#### SHORT PROBLEM 1:
In the forum thread about the puppy's evening mad spells, how long did lady amanda's dog's nightly episodes last, and at roughly what time?
#### SHORT PROBLEM 2:
Write the next post in the forum thread about the puppy's evening mad spells, picking up after its final post.

#### SOURCE TEXT:
# Puppy gone mad!!



## pops (Aug 12, 2011)

Help! Tilly will be lovely all day and have mad 5 minutes in the evening and then go back to normal. Tonight it just went on and on running around like a loony tune and not calming down. 
Does anyone elses dog do this?


----------



## Lulu-belle (Aug 26, 2011)

Yes Bongo does this and we call it the Bongo barmies


----------



## sharplesfamily (Apr 28, 2011)

Yes Luna is doing it right now! We always take her into the garden so she can run around and burn off the energy!


----------



## chanelNo5 (Aug 19, 2011)

Yes its def a Cockapoo thing lol xx


----------



## Ali79 (Mar 30, 2011)

Beau is 6 months old and still occasionally has her mad 5 minutes consisting of jumping from sofa to sofa and bouncing off doors - it doesn't last long and if she gets too mad my daughter picks her up for a cuddle and she calms down straightaway


----------



## lady amanda (Nov 26, 2010)

They all do it, usually it calms as they get older.....lucky yours only lasts 5 minutes...ours was 20 minutes every night around 8


----------



## pops (Aug 12, 2011)

Thank you for the reply I thought she had gone mad!! 
I have never had a dog before so have nothing to go on.


----------



## lady amanda (Nov 26, 2010)

We used to call Lady a gremlin, she would hunch her back she would be running so fast...and making growing noises and the whole lot....we would all just lift out feet up and wait for it to be over....lol she only does it like once a month now.

#### MATERIAL PROVIDED:
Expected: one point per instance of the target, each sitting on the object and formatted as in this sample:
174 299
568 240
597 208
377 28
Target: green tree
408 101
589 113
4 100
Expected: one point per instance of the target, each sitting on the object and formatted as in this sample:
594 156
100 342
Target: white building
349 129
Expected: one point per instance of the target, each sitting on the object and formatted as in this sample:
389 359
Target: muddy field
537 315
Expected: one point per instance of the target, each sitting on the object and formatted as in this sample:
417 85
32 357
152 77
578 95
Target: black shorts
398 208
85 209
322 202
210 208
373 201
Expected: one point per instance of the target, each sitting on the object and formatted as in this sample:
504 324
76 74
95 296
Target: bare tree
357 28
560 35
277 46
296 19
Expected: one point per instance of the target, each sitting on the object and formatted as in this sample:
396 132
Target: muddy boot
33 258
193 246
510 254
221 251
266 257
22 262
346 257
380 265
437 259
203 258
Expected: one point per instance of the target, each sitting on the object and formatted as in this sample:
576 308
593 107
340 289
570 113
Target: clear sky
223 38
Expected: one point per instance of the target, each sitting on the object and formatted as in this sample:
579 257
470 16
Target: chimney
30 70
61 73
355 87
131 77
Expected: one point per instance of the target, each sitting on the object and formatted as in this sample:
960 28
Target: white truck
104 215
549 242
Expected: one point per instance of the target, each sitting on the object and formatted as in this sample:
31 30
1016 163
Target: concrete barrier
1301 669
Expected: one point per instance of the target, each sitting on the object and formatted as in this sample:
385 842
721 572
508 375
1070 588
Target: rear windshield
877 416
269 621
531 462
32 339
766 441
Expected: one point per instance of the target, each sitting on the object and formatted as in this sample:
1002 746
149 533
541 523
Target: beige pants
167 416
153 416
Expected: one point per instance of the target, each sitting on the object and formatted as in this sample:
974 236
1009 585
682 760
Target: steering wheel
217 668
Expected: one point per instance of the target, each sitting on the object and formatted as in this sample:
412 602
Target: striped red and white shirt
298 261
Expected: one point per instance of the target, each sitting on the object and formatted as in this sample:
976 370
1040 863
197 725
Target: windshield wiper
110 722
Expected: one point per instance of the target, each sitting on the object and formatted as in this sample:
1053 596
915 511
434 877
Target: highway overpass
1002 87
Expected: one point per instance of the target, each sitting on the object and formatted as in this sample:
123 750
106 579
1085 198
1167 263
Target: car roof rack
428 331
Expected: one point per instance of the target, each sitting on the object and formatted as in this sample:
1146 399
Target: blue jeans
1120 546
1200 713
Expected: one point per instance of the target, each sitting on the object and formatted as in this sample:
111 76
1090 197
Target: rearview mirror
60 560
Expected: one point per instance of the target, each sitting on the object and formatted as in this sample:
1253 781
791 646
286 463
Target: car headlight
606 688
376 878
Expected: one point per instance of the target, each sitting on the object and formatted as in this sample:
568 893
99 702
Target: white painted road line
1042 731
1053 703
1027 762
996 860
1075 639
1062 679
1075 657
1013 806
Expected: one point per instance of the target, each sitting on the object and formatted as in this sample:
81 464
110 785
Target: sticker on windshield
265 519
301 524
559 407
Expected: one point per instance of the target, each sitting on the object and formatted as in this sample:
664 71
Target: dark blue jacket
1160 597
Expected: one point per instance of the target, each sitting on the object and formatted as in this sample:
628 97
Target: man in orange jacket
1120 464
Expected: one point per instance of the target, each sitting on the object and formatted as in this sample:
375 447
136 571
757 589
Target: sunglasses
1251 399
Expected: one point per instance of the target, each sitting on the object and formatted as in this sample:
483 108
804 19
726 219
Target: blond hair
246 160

#### EXERCISE ANSWER 1:
About 20 minutes every night, around 8.

#### EXERCISE ANSWER 2:
----------



## andypandi (Jun 22, 2011)

Milo is doing it right now, it's as though he is looking for mischief! Got daughter trying to distract and engage him in play, not that its working!


----------



## Sezra (May 20, 2011)

Yes, daisy has a 'mad moment' about 5 or 6 o'clock. We always put it down to needing her evening walk! She runs around like a looney from inside to out, grabbing something she shouldnt on the way! Normally a toy, washing, a shoe! Then it turns into a game of chase to retrieve said item which just makes her even more excited.  The kids think its hilarious! Me too actually, I love to see her having fun!


----------



## Jukee Doodles (Apr 5, 2011)

Yep ! It's a 'Poo thing x


----------



## dogtired (Jul 2, 2011)

Maple does it too. I have noticed that she has started doing it when she sees my mum, she just goes manic. The only way to calm her down is to get her to lie on her back and put your hand into her mouth!!! (Maple I mean, not my mum!)


----------



## pops (Aug 12, 2011)

Yes lots of things for me to learn!! She slept like a log after it though.


----------



## Tressa (Aug 31, 2010)

Some people call it the 'doodle dash' - I have always called it a 'zoomie' having heard it called that on another site Teddy still does it occasionally, and I think it look hilarious. Often wonder WHY he does it, though.... Looks like an explosion of excess energy to get rid of..


----------



## sarahjo (Aug 6, 2010)

Eddie does it everytime he gets wet!!! 

So not only do with have 15 minutes of a crazy Cockapoo tearing around the room we have a WET crazy Cockapoo 

Oh and he is 1 year old - I have a feeling they don't grow out of it, but hopefully I'm wrong?!!!


----------



## doodlebug (Jul 16, 2011)

Im afraid 'mad half hours' are not exclusive to Cockapoos, you want to have a Vizzie or an Akita doing the wall of death


----------



## Sarette (Mar 21, 2011)

We had a golden lab (i think Mum said he was a lab x collie cross?) when I was younger and I have very fond memories of his mad half hours, where he would hurtle around the garden in a figure of 8! It was so funny 

Max has mad moments also, and I love watching him! Sometimes he's outside for it and he runs around manically either with a toy or without, it's so much fun to watch and makes me giggle


----------



## Tabby (Aug 13, 2011)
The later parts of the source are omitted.